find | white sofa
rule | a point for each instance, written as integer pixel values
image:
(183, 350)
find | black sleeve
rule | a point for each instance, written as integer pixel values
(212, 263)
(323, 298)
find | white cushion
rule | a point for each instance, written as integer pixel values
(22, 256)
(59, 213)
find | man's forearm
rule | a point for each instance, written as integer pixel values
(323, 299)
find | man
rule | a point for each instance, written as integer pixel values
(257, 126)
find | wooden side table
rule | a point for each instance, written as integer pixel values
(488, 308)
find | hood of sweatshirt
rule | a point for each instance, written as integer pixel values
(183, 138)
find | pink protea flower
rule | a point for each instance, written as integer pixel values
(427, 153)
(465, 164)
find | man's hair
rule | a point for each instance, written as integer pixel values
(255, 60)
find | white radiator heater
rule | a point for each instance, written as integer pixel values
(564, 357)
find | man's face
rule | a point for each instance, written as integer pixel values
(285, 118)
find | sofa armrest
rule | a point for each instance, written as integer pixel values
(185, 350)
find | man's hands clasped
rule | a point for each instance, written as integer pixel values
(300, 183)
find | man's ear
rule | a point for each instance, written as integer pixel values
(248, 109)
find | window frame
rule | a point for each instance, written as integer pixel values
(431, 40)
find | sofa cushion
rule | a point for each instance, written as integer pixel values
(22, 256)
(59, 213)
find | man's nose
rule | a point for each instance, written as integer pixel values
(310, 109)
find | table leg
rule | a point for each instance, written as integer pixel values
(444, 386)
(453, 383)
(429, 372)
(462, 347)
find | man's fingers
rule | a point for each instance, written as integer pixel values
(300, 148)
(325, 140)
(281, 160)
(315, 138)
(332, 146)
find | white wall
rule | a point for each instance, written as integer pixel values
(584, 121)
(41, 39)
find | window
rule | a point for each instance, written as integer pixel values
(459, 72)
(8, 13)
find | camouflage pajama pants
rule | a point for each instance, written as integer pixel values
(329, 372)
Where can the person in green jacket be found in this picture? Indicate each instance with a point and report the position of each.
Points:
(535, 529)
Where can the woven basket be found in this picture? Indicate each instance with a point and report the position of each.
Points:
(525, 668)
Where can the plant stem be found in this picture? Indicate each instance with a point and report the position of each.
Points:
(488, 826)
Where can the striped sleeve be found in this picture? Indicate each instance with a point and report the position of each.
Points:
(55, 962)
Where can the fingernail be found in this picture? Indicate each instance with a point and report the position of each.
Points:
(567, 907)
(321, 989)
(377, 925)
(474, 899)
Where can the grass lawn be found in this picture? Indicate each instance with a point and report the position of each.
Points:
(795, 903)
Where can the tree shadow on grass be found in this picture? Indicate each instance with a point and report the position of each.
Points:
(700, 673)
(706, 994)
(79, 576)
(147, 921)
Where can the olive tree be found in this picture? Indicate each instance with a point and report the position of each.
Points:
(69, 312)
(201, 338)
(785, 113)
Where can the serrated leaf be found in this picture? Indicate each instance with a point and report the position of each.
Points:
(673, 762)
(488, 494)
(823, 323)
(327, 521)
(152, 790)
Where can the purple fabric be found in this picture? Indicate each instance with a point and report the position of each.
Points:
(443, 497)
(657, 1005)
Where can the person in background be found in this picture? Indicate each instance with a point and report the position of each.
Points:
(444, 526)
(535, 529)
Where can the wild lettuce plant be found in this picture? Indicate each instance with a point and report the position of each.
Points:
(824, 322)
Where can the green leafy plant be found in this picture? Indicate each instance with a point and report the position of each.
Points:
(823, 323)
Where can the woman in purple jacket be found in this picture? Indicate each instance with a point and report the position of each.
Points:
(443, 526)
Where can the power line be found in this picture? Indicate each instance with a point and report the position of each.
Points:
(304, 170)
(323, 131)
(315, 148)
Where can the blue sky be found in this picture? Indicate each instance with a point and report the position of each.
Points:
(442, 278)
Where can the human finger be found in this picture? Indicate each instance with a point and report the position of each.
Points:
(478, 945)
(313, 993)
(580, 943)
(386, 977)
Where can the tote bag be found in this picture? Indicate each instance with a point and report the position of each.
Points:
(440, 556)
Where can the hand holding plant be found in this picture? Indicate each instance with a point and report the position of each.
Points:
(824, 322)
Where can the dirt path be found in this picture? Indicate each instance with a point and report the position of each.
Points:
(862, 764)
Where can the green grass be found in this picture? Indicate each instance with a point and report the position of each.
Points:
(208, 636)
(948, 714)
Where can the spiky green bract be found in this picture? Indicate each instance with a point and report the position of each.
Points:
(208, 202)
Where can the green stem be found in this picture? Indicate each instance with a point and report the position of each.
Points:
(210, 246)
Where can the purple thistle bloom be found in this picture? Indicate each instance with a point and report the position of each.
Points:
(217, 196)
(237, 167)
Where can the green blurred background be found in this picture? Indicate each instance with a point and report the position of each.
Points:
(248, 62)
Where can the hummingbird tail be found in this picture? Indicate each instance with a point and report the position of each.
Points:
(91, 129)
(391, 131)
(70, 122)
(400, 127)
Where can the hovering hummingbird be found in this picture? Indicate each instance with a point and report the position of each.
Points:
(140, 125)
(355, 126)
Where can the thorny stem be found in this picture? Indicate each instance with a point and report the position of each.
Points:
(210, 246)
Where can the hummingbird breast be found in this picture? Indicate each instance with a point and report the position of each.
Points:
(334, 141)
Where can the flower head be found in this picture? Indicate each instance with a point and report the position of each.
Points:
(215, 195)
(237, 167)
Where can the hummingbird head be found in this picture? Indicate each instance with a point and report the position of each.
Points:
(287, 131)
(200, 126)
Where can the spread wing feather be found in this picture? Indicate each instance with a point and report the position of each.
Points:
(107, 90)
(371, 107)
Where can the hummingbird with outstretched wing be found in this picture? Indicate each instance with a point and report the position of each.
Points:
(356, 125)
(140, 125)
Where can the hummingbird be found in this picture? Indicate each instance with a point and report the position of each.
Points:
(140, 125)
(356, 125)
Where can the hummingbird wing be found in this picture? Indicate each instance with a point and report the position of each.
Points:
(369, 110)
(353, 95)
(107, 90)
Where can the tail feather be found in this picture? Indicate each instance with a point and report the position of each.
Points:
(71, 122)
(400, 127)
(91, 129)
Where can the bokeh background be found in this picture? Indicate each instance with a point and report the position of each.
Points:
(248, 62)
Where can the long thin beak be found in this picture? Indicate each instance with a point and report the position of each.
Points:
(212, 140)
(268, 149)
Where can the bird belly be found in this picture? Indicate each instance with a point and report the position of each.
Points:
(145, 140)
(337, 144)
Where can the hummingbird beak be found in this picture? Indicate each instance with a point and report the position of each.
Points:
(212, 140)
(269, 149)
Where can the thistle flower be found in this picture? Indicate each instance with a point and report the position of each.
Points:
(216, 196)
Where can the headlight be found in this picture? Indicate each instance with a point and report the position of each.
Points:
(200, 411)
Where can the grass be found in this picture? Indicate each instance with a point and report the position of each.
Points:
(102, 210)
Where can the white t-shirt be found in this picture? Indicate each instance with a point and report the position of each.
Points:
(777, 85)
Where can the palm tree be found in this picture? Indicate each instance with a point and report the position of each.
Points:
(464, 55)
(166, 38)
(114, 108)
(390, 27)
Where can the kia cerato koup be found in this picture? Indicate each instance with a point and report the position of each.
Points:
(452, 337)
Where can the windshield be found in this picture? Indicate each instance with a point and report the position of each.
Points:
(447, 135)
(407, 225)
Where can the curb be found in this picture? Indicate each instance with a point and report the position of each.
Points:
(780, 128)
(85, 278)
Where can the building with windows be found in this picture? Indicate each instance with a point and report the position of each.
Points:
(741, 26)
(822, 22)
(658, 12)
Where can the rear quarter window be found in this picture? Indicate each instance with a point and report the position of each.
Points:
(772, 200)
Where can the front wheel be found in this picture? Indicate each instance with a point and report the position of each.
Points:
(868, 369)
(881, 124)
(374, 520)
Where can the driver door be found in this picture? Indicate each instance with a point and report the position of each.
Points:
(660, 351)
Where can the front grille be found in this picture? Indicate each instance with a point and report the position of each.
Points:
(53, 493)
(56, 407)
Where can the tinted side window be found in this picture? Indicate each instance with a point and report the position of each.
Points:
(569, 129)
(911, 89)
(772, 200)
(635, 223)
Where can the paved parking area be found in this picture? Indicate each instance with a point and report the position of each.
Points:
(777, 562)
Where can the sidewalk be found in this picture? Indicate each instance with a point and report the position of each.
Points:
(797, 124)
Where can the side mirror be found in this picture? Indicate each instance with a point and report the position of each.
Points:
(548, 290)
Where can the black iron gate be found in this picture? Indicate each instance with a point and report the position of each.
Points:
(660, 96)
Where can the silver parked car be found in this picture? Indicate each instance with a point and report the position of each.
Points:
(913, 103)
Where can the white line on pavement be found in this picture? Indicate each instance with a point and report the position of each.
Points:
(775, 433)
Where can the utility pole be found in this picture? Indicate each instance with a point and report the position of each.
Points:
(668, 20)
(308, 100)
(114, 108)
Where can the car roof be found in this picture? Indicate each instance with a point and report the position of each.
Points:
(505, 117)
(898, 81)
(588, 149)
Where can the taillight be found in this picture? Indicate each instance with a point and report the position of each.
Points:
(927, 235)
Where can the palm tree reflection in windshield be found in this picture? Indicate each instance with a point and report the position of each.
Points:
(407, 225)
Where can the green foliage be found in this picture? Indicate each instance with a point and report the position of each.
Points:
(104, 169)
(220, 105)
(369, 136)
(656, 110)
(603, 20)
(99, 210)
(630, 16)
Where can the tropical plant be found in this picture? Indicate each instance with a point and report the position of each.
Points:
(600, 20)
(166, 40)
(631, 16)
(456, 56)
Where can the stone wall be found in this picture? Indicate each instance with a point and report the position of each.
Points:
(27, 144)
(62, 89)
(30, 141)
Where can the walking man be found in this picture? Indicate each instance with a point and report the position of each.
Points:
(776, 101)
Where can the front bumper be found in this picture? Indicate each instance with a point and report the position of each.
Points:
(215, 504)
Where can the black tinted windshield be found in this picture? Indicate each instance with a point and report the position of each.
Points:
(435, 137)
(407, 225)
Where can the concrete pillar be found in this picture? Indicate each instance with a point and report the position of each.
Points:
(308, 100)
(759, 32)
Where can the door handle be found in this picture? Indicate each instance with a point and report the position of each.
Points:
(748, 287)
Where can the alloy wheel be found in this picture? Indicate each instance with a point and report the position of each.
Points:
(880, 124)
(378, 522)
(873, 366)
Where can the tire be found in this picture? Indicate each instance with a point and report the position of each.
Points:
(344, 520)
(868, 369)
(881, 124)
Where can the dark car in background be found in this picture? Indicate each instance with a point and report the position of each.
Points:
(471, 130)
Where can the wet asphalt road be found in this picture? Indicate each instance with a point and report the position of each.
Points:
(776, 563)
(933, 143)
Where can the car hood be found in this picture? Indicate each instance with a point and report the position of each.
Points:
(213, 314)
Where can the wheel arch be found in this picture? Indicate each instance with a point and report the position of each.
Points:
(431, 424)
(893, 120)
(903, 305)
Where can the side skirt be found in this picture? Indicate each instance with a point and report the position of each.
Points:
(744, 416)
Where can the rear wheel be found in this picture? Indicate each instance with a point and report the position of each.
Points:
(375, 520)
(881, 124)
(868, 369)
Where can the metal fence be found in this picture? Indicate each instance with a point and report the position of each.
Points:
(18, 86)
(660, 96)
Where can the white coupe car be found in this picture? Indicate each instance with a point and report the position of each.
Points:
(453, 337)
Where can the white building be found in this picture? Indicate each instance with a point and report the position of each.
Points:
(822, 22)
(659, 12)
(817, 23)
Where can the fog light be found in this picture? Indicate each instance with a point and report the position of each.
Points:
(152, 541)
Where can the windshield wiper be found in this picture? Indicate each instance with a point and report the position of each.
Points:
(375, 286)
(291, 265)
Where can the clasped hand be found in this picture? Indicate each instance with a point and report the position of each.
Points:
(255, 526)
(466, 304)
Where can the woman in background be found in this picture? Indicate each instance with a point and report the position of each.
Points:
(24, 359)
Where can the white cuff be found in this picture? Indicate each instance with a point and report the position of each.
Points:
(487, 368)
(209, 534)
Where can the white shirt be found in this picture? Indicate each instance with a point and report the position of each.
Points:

» HOW TO COMPLETE THIS TASK:
Of all the entries above, output exactly the lines between the one holding "Where can the grass be" and the one holding "Where can the front wheel", inclusive.

» COMPLETED TASK:
Where can the grass be found in this picture? Indicate each instance with a point and report the position of each.
Points:
(102, 210)
Where can the white t-shirt be found in this picture? Indicate each instance with a point and report the position of each.
Points:
(777, 85)
Where can the palm tree be found in this picture? Indicate each instance with a point and report the position of each.
Points:
(464, 55)
(166, 38)
(114, 108)
(390, 27)
Where can the kia cerato koup be found in this picture? Indicate each instance with a point and report the position of each.
Points:
(452, 337)
Where can the windshield be found in this picture? Indicate each instance with a point and report the position of each.
Points:
(447, 135)
(407, 225)
Where can the curb be found in this picture? Indicate each instance with a point and report the position of each.
Points:
(780, 128)
(85, 278)
Where can the building with windows be found in this picture? Indicate each instance with a point and report the position of each.
Points:
(741, 26)
(822, 22)
(658, 12)
Where can the rear quarter window be found in this picture? Indicate each instance with a point and report the position of each.
Points:
(772, 200)
Where can the front wheel be found in this picture? Indicate each instance with a point and report the position of each.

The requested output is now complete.